Extracted data entries:
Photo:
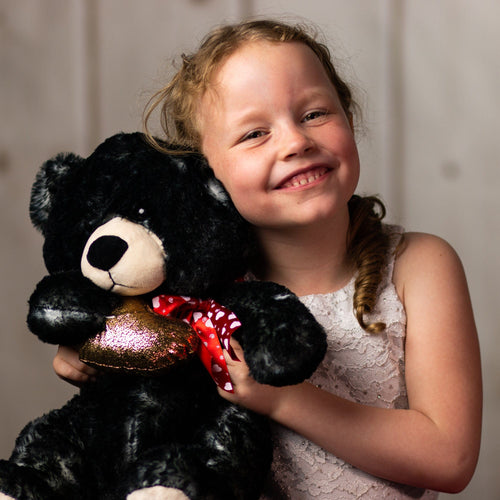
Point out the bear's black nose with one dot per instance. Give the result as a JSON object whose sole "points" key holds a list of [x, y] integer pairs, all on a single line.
{"points": [[106, 251]]}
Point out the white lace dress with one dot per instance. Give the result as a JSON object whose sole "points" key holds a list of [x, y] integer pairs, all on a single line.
{"points": [[362, 367]]}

:: WRITTEN INSTRUCTION ::
Reproduce the listing, requests included, starting with the line containing "Point out the white" and going on through the end. Scale each point coordinate in the answers by 1.55, rounding to whole numbers with halves rounded up.

:: FINISHED TASK ::
Point out the white lace dress with one dot per instance. Give the result as a JSON object whose sole "points" key holds a list of [x, y] integer pairs, all on a single line.
{"points": [[561, 569]]}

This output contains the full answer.